• Aim of the exercise
Please show, in full, every line of the listing below that contains the string "target".

+-------+

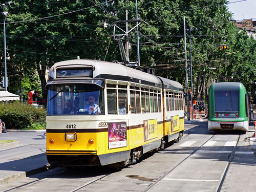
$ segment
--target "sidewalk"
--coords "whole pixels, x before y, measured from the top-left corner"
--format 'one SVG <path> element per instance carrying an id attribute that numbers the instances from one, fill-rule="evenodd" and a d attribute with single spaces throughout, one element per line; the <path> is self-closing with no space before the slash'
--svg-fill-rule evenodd
<path id="1" fill-rule="evenodd" d="M 0 185 L 46 170 L 44 132 L 7 130 L 0 134 L 0 140 L 16 141 L 0 144 Z"/>

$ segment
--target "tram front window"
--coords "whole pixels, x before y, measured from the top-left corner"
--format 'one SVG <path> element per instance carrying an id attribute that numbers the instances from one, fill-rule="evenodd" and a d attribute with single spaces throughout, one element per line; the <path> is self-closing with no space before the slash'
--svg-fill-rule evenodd
<path id="1" fill-rule="evenodd" d="M 239 91 L 215 91 L 215 111 L 239 111 Z"/>
<path id="2" fill-rule="evenodd" d="M 48 90 L 48 115 L 104 115 L 104 91 L 93 84 L 52 84 Z"/>

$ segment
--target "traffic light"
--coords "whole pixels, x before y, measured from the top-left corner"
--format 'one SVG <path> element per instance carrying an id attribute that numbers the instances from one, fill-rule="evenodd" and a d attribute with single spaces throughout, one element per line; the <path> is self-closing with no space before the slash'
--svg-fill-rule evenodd
<path id="1" fill-rule="evenodd" d="M 220 46 L 220 50 L 227 49 L 227 46 L 226 45 L 221 45 Z"/>

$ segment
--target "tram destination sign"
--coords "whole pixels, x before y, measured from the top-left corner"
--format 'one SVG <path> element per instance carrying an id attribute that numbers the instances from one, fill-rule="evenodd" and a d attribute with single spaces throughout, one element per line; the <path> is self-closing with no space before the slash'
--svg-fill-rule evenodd
<path id="1" fill-rule="evenodd" d="M 92 69 L 57 69 L 56 77 L 92 77 Z"/>

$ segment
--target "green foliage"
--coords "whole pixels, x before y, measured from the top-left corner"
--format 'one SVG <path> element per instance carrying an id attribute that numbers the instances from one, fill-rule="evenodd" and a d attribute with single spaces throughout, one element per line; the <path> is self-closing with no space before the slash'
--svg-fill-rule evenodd
<path id="1" fill-rule="evenodd" d="M 45 129 L 46 115 L 45 109 L 36 109 L 28 104 L 18 102 L 0 103 L 0 118 L 7 129 Z"/>

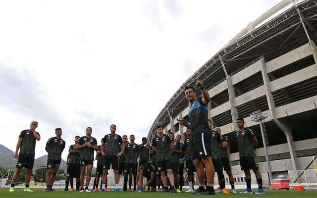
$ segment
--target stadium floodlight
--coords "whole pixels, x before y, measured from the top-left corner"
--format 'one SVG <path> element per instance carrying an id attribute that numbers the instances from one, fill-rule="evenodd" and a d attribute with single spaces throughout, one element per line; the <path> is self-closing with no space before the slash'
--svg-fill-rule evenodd
<path id="1" fill-rule="evenodd" d="M 261 109 L 253 111 L 252 113 L 250 114 L 252 121 L 260 122 L 260 128 L 261 130 L 261 135 L 262 135 L 262 141 L 263 141 L 263 146 L 264 148 L 264 152 L 265 154 L 265 159 L 266 160 L 266 166 L 267 167 L 267 171 L 268 172 L 268 182 L 271 184 L 270 180 L 273 179 L 272 176 L 272 171 L 271 171 L 271 165 L 269 163 L 269 159 L 268 158 L 268 154 L 267 153 L 267 148 L 266 148 L 266 140 L 264 135 L 264 129 L 263 129 L 263 124 L 262 120 L 267 117 L 267 114 L 264 113 Z"/>

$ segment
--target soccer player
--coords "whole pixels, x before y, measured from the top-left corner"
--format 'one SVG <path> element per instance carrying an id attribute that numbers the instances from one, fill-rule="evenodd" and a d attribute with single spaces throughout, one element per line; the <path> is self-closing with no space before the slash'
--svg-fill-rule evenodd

+-------+

• Solved problem
--target "sidewalk"
--target "tram front window"
--target "traffic light"
--target "tram destination sign"
--target "green foliage"
--target stadium floodlight
--target soccer player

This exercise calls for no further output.